LISTE DES TÂCHES:
- 1) Répondez à ces questions d'après le texte fourni :
(a) Quel est le nom complet de l'agence que dirige Maxence Bizien ?
(b) Quel montant de fraude les assureurs ont-ils vu l'an dernier dans les assurances de biens et de responsabilité ?
(c) Depuis quelle année la méthodologie de calcul de la fraude en assurances de personnes est-elle en place ?
- 2) Pouvez-vous réécrire sous forme de liste le paragraphe du texte fourni qui commence par « L'ALFA ne fait pas d'évaluation chiffrée », en conservant ses faits principaux ?
- 3) Dans le texte fourni, recopiez mot pour mot le passage allant de « L'ALFA ne fait » jusqu'à « communication de données. » inclus.

TEXTE FOURNI:
━━━━━━━━━━━━━━━━━━━━━━━━━━━━━━

Intervention de Maxence Bizien

Réunion du mercredi 15 juillet 2020 à 18h30
Commission d'enquête relative à la lutte contre les fraudes aux prestations sociales

Maxence Bizien, directeur de l'agence de lutte contre la fraude à l'assurance (ALFA) :

L'ALFA ne fait pas d'évaluation chiffrée, mais elle collecte les montants économisés et ceux payés à tort par les assureurs. Elle le fait depuis sa création, il y a trente ans, pour les assurances de biens et de responsabilité ; dans ce domaine, les assureurs ont vu l'an dernier 368 millions d'euros de fraude. Pour ce qui est des assurances de personnes, la fraude est en revanche comptabilisée depuis peu de temps – la méthodologie permettant le calcul est en place depuis 2016 ; l'an dernier, 50 millions d'euros de fraude ont été vus, mais seuls 24 acteurs ont répondu à notre collecte, contre 75 % du marché sur la partie biens et responsabilité – dans ce domaine, les équipes sont plus aguerries dans le traitement de la fraude, et disposent d'outils permettant une meilleure communication de données.

━━━━━━━━━━━━━━━━━━━━━━━━━━━━━━

DONNÉES FOURNIES:
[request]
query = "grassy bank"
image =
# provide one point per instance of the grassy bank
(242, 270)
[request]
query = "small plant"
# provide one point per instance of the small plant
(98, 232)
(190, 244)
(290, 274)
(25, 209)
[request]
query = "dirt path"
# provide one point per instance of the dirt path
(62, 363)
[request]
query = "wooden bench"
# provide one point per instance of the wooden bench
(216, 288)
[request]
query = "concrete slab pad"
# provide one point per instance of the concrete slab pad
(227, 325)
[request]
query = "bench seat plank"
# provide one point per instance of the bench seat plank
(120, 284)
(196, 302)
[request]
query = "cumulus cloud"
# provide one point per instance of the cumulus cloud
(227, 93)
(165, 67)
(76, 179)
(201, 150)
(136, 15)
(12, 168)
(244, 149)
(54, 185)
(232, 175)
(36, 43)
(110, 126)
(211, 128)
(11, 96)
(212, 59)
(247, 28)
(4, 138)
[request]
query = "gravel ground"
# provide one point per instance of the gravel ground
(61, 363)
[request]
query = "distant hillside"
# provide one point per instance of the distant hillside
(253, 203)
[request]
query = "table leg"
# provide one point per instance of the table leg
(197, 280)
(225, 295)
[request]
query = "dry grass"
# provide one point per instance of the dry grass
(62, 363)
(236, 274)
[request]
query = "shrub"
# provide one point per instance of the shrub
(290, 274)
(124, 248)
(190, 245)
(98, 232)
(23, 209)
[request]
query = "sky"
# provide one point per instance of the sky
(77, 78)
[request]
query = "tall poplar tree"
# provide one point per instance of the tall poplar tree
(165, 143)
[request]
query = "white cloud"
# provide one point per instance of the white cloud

━━━━━━━━━━━━━━━━━━━━━━━━━━━━━━

RÉPONSES ATTENDUES:
- 1)
(a) L'agence de lutte contre la fraude à l'assurance (ALFA).
(b) 368 millions d'euros.
(c) Depuis 2016.

- 2)
- L'ALFA ne fait pas d'évaluation chiffrée, mais collecte les montants économisés et ceux payés à tort par les assureurs.
- Assurances de biens et de responsabilité : collecte depuis la création de l'agence, il y a trente ans ; 368 millions d'euros de fraude vus l'an dernier ; 75 % du marché a répondu à la collecte.
- Assurances de personnes : fraude comptabilisée depuis peu, avec une méthodologie de calcul en place depuis 2016 ; 50 millions d'euros de fraude vus l'an dernier ; seuls 24 acteurs ont répondu à la collecte.
- Dans les assurances de biens et de responsabilité, les équipes sont plus aguerries face à la fraude et disposent d'outils permettant une meilleure communication de données.

- 3)
L'ALFA ne fait pas d'évaluation chiffrée, mais elle collecte les montants économisés et ceux payés à tort par les assureurs. Elle le fait depuis sa création, il y a trente ans, pour les assurances de biens et de responsabilité ; dans ce domaine, les assureurs ont vu l'an dernier 368 millions d'euros de fraude. Pour ce qui est des assurances de personnes, la fraude est en revanche comptabilisée depuis peu de temps – la méthodologie permettant le calcul est en place depuis 2016 ; l'an dernier, 50 millions d'euros de fraude ont été vus, mais seuls 24 acteurs ont répondu à notre collecte, contre 75 % du marché sur la partie biens et responsabilité – dans ce domaine, les équipes sont plus aguerries dans le traitement de la fraude, et disposent d'outils permettant une meilleure communication de données.